Labeled-object pointing entries:

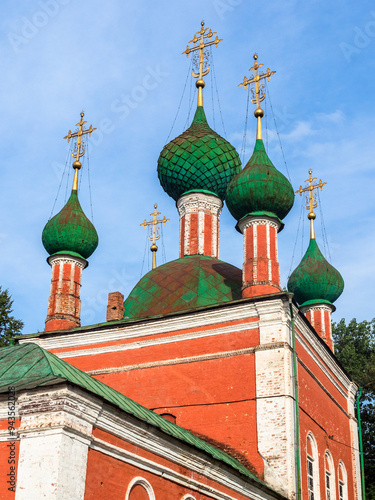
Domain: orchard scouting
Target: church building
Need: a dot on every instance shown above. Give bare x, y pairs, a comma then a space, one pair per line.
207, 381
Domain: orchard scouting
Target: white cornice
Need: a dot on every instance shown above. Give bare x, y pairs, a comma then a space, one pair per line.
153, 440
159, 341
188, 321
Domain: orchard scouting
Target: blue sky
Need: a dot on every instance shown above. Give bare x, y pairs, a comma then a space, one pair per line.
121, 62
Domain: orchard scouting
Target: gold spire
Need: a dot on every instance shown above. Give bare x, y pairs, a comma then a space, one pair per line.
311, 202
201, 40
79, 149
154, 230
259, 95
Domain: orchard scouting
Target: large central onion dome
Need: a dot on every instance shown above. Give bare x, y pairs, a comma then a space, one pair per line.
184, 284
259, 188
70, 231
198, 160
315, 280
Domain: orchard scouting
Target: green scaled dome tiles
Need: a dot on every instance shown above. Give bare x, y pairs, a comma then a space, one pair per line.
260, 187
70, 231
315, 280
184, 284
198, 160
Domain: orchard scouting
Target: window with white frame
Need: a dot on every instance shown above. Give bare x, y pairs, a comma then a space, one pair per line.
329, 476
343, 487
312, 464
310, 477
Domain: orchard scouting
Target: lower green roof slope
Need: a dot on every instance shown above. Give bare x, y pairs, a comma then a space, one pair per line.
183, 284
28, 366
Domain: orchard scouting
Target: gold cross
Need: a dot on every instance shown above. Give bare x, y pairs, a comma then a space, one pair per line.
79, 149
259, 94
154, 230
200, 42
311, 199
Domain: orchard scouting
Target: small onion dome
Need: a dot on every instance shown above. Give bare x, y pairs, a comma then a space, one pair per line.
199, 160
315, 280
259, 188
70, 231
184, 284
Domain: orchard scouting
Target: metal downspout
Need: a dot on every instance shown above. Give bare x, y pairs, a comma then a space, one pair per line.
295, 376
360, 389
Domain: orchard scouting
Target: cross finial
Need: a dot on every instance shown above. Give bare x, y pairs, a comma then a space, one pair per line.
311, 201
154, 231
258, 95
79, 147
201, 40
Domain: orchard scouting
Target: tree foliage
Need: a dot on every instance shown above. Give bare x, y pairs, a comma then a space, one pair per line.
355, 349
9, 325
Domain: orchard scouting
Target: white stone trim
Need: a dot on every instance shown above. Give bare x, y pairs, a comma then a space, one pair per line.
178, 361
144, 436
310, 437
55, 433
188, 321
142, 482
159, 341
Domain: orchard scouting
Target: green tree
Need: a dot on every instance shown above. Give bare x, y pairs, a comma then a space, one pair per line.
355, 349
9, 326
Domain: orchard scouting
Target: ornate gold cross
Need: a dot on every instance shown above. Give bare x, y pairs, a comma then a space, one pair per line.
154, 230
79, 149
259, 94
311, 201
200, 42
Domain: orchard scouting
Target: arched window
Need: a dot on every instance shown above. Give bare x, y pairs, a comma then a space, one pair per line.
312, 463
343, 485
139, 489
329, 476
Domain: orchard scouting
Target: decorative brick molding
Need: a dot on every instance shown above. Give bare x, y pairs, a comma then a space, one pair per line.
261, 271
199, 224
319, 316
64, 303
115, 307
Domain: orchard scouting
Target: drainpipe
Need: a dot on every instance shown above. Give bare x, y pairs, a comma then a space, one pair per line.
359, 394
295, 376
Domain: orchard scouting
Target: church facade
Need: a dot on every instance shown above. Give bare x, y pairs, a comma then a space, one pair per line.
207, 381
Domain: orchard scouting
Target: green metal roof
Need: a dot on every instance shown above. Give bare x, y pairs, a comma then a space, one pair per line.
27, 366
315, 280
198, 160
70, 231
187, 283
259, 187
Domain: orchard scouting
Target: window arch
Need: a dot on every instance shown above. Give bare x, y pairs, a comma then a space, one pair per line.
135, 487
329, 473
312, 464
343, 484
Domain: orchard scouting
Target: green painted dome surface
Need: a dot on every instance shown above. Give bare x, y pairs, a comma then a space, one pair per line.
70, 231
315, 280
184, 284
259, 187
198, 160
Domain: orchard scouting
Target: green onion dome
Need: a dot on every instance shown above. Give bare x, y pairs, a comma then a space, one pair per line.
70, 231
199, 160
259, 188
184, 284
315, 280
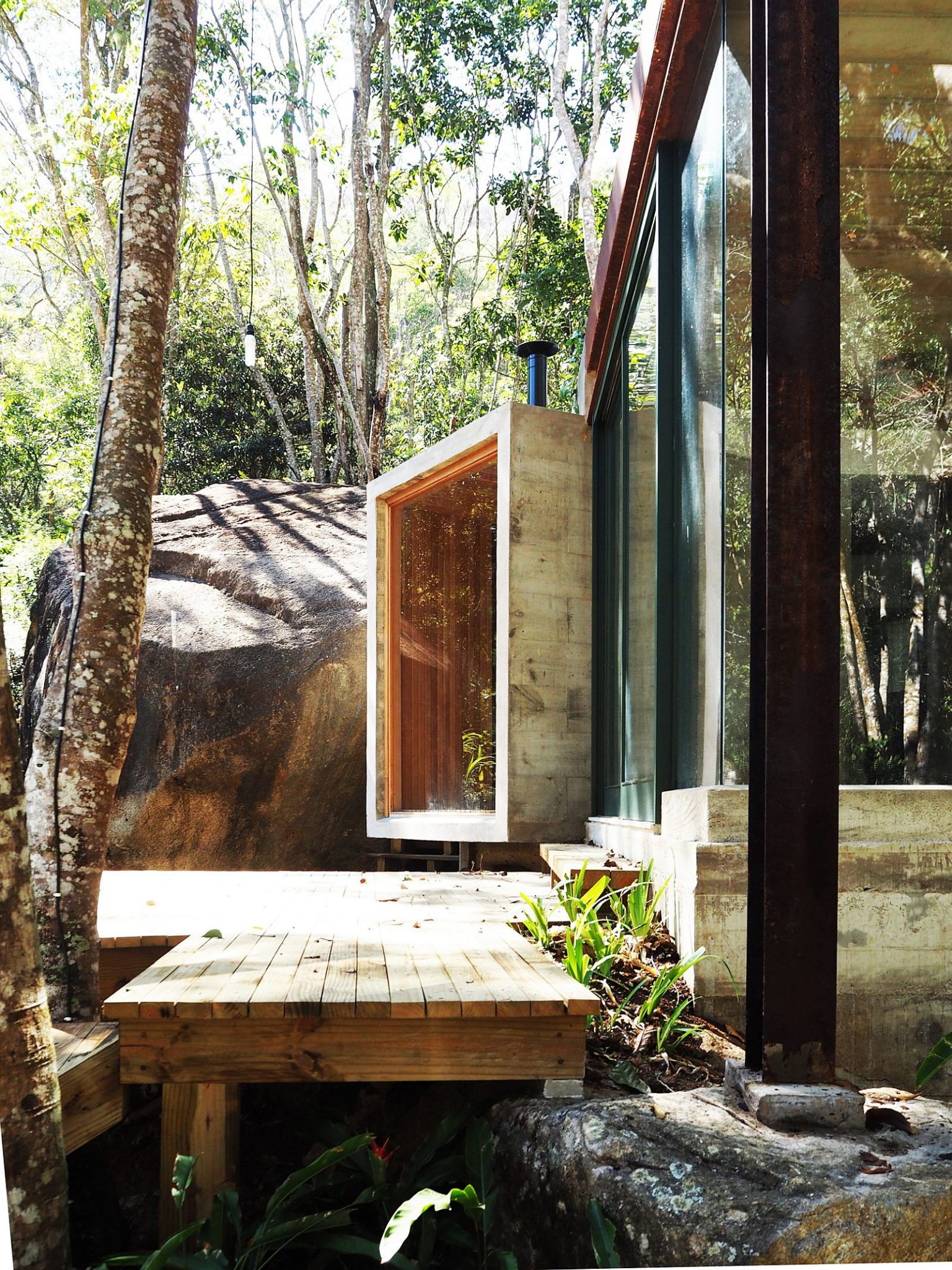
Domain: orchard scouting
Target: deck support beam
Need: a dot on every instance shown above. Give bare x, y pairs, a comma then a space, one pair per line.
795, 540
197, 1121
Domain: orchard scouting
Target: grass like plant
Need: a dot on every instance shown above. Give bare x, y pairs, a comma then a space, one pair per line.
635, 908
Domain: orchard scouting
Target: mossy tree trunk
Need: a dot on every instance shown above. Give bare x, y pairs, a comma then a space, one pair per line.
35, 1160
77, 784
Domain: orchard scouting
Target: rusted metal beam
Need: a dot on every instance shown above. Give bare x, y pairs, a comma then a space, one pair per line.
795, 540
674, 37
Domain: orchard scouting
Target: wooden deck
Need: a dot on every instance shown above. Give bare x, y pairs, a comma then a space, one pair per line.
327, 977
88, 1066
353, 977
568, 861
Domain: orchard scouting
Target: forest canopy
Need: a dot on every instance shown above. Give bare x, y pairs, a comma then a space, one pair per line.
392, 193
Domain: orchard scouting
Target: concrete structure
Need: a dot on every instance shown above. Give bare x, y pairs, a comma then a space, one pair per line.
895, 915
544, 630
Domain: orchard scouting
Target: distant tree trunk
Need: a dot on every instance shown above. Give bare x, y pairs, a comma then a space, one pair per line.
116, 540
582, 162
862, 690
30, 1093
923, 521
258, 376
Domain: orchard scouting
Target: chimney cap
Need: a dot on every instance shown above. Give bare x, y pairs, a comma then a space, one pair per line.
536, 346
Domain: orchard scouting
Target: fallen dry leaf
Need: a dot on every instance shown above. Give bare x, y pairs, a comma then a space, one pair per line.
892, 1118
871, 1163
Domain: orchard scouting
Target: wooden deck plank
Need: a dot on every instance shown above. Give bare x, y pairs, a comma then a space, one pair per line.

Exercise: Reproduce the entries above exactly. Do not include the images.

Result of this task:
Domain: orchard scouting
Target: church building
Need: a dot on every instance shown above. Give bare x, y pairs, a comma then a space, one pair per line.
207, 381
Domain: orchard scouting
Target: white cornice
Need: a dot on every instance shown above. Give bare x, y pairs, a comma then a space, one pair per line.
153, 440
159, 341
188, 321
Domain: orchard scouting
Target: blue sky
Need: a dot on every instance shown above. Give bare x, y pairs, a comma then a space, one pair per line.
121, 62
Domain: orchard scouting
Target: gold spire
Need: a dot on every instance shown above. Give bare x, y pairs, a comma then a space, one pair per line.
311, 202
201, 40
79, 149
154, 230
259, 95
Domain: orchard scouting
Target: large central onion dome
Need: a dot on every instance shown above. Give bare x, y pairs, a comma then a space, one pair per line.
184, 284
259, 188
70, 231
198, 160
315, 280
Domain: orchard scouting
Target: green scaled dome tiles
Need: a dot on every instance shown above. Give bare x, y pairs, a comma then a space, one pair per line.
260, 187
70, 231
315, 280
184, 284
198, 160
Domain: orchard scouting
Target: window with white frame
Need: a dot on every instance shown above. Give bare x, y pairs, a comma then a space, one pair per line.
329, 476
343, 487
312, 464
310, 477
Domain: orchard scouting
Target: lower green roof slope
Need: a dot on every instance shown above. Give bare x, y pairs, a comma then a space, one pair per line.
183, 284
28, 366
Domain: orchard scouting
Target: gold cross
Need: a dot on every instance shown above. Give bare x, y pairs, a comma then a space, one pair per line.
79, 149
259, 94
154, 230
200, 42
311, 199
Domain: orchard scouting
Target: small onion dome
Need: a dot on every instance shown above. Give bare x, y pairs, a comma then a space, one pair per line.
199, 160
315, 280
259, 188
70, 231
184, 284
Domain: orchard scouting
Target: metal downspout
Need: a dot on every instance shown above. Give bare x, y pairs, a comma then a space, one pair per line.
295, 376
360, 389
Domain: orchard scouting
Target: cross finial
Need: a dot on every instance shown above. Give bare x, y pairs, a comma then a space, one pair per line.
311, 201
154, 231
258, 95
79, 147
201, 40
Domain: orchard scouting
Target: tree foliage
Need: a dot on every instance shown above. Give bare x, y pairs, a comma then a space, one pair per line.
355, 349
9, 325
Domain: orchard scouting
Target: white stone trim
Need: a dot on every instance shown above. Give bare x, y pairs, a comma then a space, one pair per line.
178, 361
144, 436
310, 437
55, 433
188, 321
142, 482
159, 341
Domain: orchard scouting
Target: green tree
Need: a dot on every instance shown above. Give bare x, y pairs, a comma then a space, one pair per line.
355, 349
9, 326
Domain: orchard scouting
Target: ornate gold cross
Need: a dot on every instance shown above. Give bare x, y pairs, a comma then a space, one pair per line.
154, 230
79, 149
259, 94
311, 201
200, 42
Domain: orchard scouting
Target: arched window
Need: a dot on every instance shown above. Give bare x, y pairs, a comma then a space, one pair per line.
312, 463
343, 485
139, 489
329, 476
Domain: orchard scouting
Target: decorative brick molding
Need: a dot on every instance shown above. Give bare x, y pairs, a comma then a space, one pair per line.
261, 271
199, 224
319, 316
64, 303
115, 307
Domain: orchard scouting
Target: drainpipe
Need: a dot on every instance shown above. Give bare x, y pairs, a comma then a space, one pair per line.
359, 394
295, 376
Domain: orchard scouting
Target: church facade
Need: a dot on every instance shown above. Give bare x, y pairs, a comma then a space, one pair per line.
207, 381
Domain: orchard scouting
Target: green metal roof
Need: a dot on every instance shown above. Give bare x, y pairs, a comma then a space, one pair per line.
27, 366
315, 280
198, 160
70, 231
187, 283
259, 187
Domain: orchard scouting
Target: window arch
Need: a dot on every instance shown above. Give bare x, y pairs, a comma then a space, one pair per line.
135, 487
329, 473
312, 464
343, 484
Domain: orchard scouting
Target: green painted dome surface
Need: a dot on every instance shown above. Give bare x, y pairs, a comma then a space, one pair per line.
70, 231
315, 280
184, 284
259, 187
198, 160
Domain: orchard scouting
Target: green onion dome
Need: a dot on every instance shown above. Give bare x, y pairs, a comma then a space, one pair per line.
70, 231
199, 160
259, 188
184, 284
315, 280
Domain: orchard scouting
Target: deck support beam
Need: a dot on every instance shown above. Give bare x, y pairs, a comma then a space, one pair per line.
795, 540
197, 1121
Domain: orchard scouting
Target: grass like plant
Need: a dot on every instance shown above. Give bare x, y pairs, a comma then a space, one pair per line.
635, 908
Domain: orchard scouting
Target: mossy tree trunk
Need: a dot on every instance shown above. Give bare x, y pairs, a comma then a space, one pair per line.
35, 1160
77, 784
Domain: orchard scouting
Target: rusted metal beam
Need: a dot on every instance shown above. Give bare x, y pairs, a comma then a space, one pair per line.
795, 540
674, 37
Domain: orchard scouting
Target: wooden deck
Need: a dot on every instance shown above. Give bare x, y pairs, a comma then a space, one pair per line.
327, 977
88, 1066
353, 977
568, 861
Domain: orchard scouting
Target: forest canopy
Need: a dot on every instance shown above. Give bare x, y pairs, a comma then a space, one pair per line.
392, 193
Domain: orchard scouting
Target: concrete structure
Need: a dot on every instance shown above. Give bare x, y pairs, a comma then a space, one pair per line.
895, 915
544, 630
Domain: orchard scouting
Target: distant tree trunk
Need: a dot on every instance shown above. Give bare x, y pairs, a comma then a space, one pair per line.
116, 540
582, 162
862, 690
30, 1093
923, 521
258, 376
Domain: orchard scouting
Target: chimney cap
Need: a dot on every instance shown above. Give bare x, y pairs, a comma then a space, one pair per line.
536, 346
Domain: orchard scouting
Target: fallen dry leaf
Need: a dot on every instance shown above. Give bare x, y pairs, a comma then a space, one pair per line.
892, 1118
871, 1163
Domain: orchard scouting
Target: wooden deck plank
Need: a dot on every instance shown above. Give bare x, y pairs, a comma then a space, one pair per line.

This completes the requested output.